▶ GIVEN INFORMATION
Start
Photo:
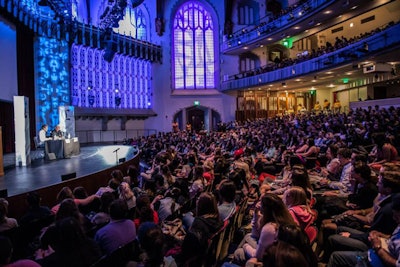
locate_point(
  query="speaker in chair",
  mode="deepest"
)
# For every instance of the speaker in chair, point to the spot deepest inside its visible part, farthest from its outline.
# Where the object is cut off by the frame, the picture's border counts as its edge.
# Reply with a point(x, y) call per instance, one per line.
point(68, 176)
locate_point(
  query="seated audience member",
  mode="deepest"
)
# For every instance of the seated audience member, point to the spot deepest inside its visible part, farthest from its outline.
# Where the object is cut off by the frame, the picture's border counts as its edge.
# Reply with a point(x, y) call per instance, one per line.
End
▶ OBJECTIVE
Rewrite all the records with every "deepest" changed to "innermost" and everything else unchanged. Leave the pictures out of your answer.

▶ SOLUTION TO THE PROBLEM
Photo:
locate_point(
  query="speaker in chair",
  mode="innermost"
)
# For every instance of the speaker in chair, point to the spot innermost inside its visible part, farthest from its outline.
# Where the object is cut off by the frame, the picture's border counts as its edge.
# Reply with a point(x, y) call per instance, one per line.
point(68, 176)
locate_point(
  query="seated audience member",
  mode="innermost"
)
# For every instance of the seated audience member, point to the spot innermost inside its visible part, farthest from its outline.
# Where the object is cut off by the frame, the picture's border counts as its edge.
# Reply with a point(x, y) call per instance, one per line.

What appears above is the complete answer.